===== Provided text =====
I too become saturated with the constant and drawn out coverage of these stories, and while we cannot entirely close our eyes and ears to what's going on, we can at least turn the device off or throw out the newspaper.

I was told by _someone we all know_ that we can safely get by without listening to the news; if the world is coming to an end, it's for sure someone will let you know.


----------



## GDPR (Jul 23, 2016)

You are right,and I DO change the channel,but I feel I need to get to a point where I can just calmly,and nonchalantly change it instead of thinking OMG,I am going to be triggered and frantically changing it.That's where my problem lies,the fear of seeing or hearing it and being triggered(and I think I have become obsessed with trying to avoid being triggered).

There's a big difference in thinking "ah,I don't wanna watch this" and "OMG I don't wanna watch this".And I want to get to ah instead of OMG.

Does that make sense?

---------- Post Merged at 10:17 AM ---------- Previous Post was at 09:53 AM ----------

I just realized it's my own thinking that's doing this and instead of doing the "OMG I AM going to be triggered" thoughts I need to start thinking "well,time to change this so that I am NOT triggered".

That might sound silly,just changing my thoughts from AM to NOT,but I think that might actually work.

---------- Post Merged at 10:31 AM ---------- Previous Post was at 10:17 AM ----------

Feel free to say "DUH" now...


----------



## Retired (Jul 23, 2016)

I think many of us probably has some subject, image or situation that triggers adverse reactions.  Knowing and accepting them, and recognizing them when they occur can help, but I think having a plan as to how to deal with those situations might be the best strategy.

If you don't have a plan beforehand, you are probably scrambling to figure out what to do, so the thought of the trigger PLUS the anxiety of figuring out what to do next can lead to stress and maybe even panic.

If you have an "escape plan" ready, when the situation occurs, you engage the escape plan, and at least you've avoided some of the stress.

I think we have to do what professionals in various types of work do to deal with "emergency situations".  That is train, train and train to have a plan ready when an unexpected defined situation occurs.  Then you don't have to think about it, you just react on "auto-pilot".
=====
Answer these questions from the forum thread above:
(a) According to the opening post, what can we at least do about the device or the newspaper?
(b) In the GDPR post, what word does the writer want to reach instead of "OMG"?
(c) According to Retired, what do professionals do to deal with "emergency situations"?
===== Listed entries =====
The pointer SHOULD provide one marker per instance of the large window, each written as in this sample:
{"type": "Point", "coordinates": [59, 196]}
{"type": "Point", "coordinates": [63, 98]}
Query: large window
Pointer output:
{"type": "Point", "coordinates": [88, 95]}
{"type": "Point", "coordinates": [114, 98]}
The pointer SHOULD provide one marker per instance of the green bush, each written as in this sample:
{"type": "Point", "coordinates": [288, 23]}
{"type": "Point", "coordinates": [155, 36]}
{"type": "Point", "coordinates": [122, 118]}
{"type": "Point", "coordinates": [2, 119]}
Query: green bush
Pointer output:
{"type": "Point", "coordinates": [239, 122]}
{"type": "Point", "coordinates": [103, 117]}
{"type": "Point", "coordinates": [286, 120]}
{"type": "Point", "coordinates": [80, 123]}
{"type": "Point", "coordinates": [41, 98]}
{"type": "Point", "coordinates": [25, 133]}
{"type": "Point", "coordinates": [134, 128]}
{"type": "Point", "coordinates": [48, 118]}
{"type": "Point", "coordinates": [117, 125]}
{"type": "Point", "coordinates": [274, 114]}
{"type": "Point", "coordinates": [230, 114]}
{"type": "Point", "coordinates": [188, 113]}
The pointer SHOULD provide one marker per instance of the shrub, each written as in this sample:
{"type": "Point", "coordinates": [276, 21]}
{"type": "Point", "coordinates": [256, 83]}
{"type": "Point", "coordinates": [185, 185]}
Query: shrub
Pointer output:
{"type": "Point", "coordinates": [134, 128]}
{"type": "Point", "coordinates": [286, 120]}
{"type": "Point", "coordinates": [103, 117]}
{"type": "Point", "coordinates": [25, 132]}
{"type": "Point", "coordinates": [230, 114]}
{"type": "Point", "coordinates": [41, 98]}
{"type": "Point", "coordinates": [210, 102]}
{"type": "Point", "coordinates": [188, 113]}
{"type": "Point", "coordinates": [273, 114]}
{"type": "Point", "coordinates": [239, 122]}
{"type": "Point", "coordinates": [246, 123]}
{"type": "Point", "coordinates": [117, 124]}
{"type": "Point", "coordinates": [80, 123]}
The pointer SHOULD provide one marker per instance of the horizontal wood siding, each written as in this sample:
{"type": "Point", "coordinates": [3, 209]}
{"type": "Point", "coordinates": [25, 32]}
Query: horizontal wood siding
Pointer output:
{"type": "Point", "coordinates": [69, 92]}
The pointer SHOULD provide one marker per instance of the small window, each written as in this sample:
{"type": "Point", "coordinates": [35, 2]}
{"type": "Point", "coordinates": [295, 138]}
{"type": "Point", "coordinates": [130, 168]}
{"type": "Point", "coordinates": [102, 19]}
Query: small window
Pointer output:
=====
**Solution**
(a) Turn the device off or throw out the newspaper.
(b) "Ah."
(c) They train, train and train so they have a plan ready when an unexpected defined situation occurs.